ACTIVITY: Update the stretch of the Phalaenopsis difformis classification from "- Varieties: Phalaenopsis" through "Authority: (Wall. ex Lindl.) Kocyan & Schuit.", changing "Authority" to "Author citation".

PASSAGE TO READ:

------------------------------------------------------------------------

Scientific classification
- Kingdom: Plantae
- Clade: Tracheophytes
- Clade: Angiosperms
- Clade: Monocots
- Order: Asparagales
- Family: Orchidaceae
- Subfamily: Epidendroideae
- Genus: Phalaenopsis
- Subgenus: Phalaenopsis subg. Ornithochilus
- Species: P. difformis
- Binomial name: Phalaenopsis difformis (Wall. ex Lindl.) Kocyan & Schuit.
- Varieties: Phalaenopsis difformis var. difformis; Phalaenopsis difformis var. kinabaluensis (J.J.Wood, A.Lamb & Shim) Kocyan & Schuit.;
- Synonyms: Aerides difformis Wall. ex Lindl.; Ornithochilus difformis (Wall. ex Lindl.) Schltr.; Sarcochilus difformis (Wall. ex Lindl.) Tang & F.T.Wang; Trichoglottis diformis (Wall. ex Lindl.) T.B.Nguyen & D.H.Duong; Synonyms of Phalaenopsis difformis var. difformis Ornithochilus delavayi Finet; Ornithochilus doritoides (Guillaumin) R.Rice; Ornithochilus eublepharon Hance; Ornithochilus fuscus Wall. ex Lindl.; Vanda doritoides Guillaumin; Synonyms of Phalaenopsis difformis var. kinabaluensis Ornithochilus difformis var. kinabaluensis J.J.Wood, A.L.Lamb & Shim; Ornithochilus kinabaluensis (J.J.Wood, A.L.Lamb & Shim) R.Rice & A.L.Lamb;

= Phalaenopsis difformis =

- Genus: Phalaenopsis
- Species: difformis
- Authority: (Wall. ex Lindl.) Kocyan & Schuit.

------------------------------------------------------------------------

RECORD EXCERPTS:
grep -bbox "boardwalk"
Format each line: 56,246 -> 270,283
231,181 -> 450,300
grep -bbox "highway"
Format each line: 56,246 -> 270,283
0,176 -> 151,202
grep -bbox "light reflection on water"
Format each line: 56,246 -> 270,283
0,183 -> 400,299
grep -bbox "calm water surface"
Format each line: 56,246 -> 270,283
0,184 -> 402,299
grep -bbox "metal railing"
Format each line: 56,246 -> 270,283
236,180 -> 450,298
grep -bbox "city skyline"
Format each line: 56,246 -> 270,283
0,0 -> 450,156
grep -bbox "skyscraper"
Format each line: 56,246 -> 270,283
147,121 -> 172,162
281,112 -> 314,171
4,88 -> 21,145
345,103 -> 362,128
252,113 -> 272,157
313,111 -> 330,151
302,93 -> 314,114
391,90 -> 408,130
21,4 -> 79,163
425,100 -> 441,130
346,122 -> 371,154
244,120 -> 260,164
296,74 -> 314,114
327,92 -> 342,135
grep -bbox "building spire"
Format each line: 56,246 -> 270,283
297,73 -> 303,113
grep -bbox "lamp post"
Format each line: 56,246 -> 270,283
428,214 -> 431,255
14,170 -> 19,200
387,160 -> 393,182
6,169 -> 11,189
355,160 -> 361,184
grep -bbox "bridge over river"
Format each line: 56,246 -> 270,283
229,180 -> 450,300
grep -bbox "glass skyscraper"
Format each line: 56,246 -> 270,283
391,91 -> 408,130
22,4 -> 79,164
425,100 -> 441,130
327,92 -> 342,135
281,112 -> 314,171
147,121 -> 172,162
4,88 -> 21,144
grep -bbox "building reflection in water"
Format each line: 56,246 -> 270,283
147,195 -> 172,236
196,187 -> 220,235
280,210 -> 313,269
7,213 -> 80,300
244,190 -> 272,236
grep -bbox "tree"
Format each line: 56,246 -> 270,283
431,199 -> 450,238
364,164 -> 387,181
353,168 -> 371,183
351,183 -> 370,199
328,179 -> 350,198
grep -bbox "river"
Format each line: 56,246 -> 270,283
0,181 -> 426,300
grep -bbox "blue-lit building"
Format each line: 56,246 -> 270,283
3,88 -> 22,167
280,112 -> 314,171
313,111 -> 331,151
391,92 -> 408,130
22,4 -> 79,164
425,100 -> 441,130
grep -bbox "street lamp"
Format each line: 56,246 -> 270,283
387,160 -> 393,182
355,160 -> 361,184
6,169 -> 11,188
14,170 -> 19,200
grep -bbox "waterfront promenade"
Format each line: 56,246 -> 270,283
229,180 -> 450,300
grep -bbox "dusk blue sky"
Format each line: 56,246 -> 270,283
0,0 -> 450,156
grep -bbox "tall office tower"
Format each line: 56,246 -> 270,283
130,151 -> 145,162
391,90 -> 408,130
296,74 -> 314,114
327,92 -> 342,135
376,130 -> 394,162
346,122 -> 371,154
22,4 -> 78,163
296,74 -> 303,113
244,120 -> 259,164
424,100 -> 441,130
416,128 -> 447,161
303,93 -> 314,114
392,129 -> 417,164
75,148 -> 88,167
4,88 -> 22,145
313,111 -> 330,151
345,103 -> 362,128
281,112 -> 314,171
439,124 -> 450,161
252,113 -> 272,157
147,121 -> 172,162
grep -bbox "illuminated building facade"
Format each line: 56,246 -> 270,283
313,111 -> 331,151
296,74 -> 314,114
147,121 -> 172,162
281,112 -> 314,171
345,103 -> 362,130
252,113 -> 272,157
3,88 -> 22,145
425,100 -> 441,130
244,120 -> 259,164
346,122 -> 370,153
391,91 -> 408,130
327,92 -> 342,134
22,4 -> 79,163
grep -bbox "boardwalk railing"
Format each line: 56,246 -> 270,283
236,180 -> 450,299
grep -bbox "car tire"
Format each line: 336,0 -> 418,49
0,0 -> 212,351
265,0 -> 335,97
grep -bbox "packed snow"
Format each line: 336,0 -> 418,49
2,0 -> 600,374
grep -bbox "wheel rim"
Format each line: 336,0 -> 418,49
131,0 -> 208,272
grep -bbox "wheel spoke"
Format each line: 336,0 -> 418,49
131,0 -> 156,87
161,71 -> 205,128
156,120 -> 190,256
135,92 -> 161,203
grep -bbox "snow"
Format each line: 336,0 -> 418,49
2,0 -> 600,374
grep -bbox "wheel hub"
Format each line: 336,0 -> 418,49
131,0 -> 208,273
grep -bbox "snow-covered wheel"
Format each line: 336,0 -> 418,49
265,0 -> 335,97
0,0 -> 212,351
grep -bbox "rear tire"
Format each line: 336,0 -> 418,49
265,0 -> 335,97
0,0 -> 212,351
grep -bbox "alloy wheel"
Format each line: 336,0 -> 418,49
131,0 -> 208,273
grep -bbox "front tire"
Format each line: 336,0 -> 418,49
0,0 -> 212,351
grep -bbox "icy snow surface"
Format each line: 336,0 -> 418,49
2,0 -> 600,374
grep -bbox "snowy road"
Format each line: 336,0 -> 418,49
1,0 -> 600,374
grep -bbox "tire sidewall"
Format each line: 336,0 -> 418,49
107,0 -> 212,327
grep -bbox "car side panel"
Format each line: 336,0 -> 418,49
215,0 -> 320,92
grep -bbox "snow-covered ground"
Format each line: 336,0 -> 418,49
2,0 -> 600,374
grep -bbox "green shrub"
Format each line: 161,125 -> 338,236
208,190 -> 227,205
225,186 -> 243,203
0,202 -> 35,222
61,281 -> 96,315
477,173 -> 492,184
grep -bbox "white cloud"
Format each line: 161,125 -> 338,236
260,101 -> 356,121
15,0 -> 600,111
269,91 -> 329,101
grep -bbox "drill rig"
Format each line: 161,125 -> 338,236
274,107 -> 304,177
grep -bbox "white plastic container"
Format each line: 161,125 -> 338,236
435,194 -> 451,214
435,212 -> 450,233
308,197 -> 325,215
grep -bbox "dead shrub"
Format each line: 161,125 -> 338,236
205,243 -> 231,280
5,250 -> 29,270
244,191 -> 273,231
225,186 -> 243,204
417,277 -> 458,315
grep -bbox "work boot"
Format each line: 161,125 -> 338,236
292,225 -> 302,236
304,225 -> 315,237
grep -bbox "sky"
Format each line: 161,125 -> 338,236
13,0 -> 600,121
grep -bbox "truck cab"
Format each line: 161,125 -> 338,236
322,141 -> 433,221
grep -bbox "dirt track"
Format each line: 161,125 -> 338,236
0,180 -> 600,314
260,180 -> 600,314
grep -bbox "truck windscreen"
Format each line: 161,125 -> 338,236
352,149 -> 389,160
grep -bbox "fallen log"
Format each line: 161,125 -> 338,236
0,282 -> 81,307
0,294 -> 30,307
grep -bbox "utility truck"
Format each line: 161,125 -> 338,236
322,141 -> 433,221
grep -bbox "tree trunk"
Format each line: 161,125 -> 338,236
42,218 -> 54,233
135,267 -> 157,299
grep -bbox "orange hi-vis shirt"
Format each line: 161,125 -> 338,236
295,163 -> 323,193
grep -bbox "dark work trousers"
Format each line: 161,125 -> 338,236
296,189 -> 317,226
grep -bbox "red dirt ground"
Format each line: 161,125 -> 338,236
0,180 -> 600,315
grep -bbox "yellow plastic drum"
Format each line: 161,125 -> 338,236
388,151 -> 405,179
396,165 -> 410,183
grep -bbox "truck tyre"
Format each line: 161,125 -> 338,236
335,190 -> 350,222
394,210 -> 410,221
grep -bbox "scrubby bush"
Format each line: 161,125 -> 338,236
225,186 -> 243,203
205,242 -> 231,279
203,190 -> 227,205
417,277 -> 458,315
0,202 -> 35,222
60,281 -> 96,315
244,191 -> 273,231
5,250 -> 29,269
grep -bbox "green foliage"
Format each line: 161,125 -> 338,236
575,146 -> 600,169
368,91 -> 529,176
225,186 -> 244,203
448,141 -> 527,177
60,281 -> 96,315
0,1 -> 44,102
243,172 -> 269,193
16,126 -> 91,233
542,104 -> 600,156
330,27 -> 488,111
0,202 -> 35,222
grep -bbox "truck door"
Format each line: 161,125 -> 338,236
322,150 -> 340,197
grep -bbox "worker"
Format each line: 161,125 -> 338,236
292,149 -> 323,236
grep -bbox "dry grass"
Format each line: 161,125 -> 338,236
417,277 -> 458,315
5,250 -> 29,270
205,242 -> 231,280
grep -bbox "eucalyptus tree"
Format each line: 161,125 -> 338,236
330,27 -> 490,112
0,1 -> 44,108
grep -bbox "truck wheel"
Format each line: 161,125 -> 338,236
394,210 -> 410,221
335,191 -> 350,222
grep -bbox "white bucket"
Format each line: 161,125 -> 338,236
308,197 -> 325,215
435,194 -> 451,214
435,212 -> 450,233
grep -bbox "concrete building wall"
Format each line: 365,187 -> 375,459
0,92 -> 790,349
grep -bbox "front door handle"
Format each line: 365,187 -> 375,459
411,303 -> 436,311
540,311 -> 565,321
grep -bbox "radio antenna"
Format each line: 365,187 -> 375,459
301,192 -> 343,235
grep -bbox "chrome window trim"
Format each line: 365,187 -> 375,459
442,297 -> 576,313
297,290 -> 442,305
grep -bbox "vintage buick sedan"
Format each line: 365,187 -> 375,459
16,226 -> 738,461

------------------------------------------------------------------------

EXERCISE RESULT:
- Varieties: Phalaenopsis difformis var. difformis; Phalaenopsis difformis var. kinabaluensis (J.J.Wood, A.Lamb & Shim) Kocyan & Schuit.;
- Synonyms: Aerides difformis Wall. ex Lindl.; Ornithochilus difformis (Wall. ex Lindl.) Schltr.; Sarcochilus difformis (Wall. ex Lindl.) Tang & F.T.Wang; Trichoglottis diformis (Wall. ex Lindl.) T.B.Nguyen & D.H.Duong; Synonyms of Phalaenopsis difformis var. difformis Ornithochilus delavayi Finet; Ornithochilus doritoides (Guillaumin) R.Rice; Ornithochilus eublepharon Hance; Ornithochilus fuscus Wall. ex Lindl.; Vanda doritoides Guillaumin; Synonyms of Phalaenopsis difformis var. kinabaluensis Ornithochilus difformis var. kinabaluensis J.J.Wood, A.L.Lamb & Shim; Ornithochilus kinabaluensis (J.J.Wood, A.L.Lamb & Shim) R.Rice & A.L.Lamb;

= Phalaenopsis difformis =

- Genus: Phalaenopsis
- Species: difformis
- Author citation: (Wall. ex Lindl.) Kocyan & Schuit.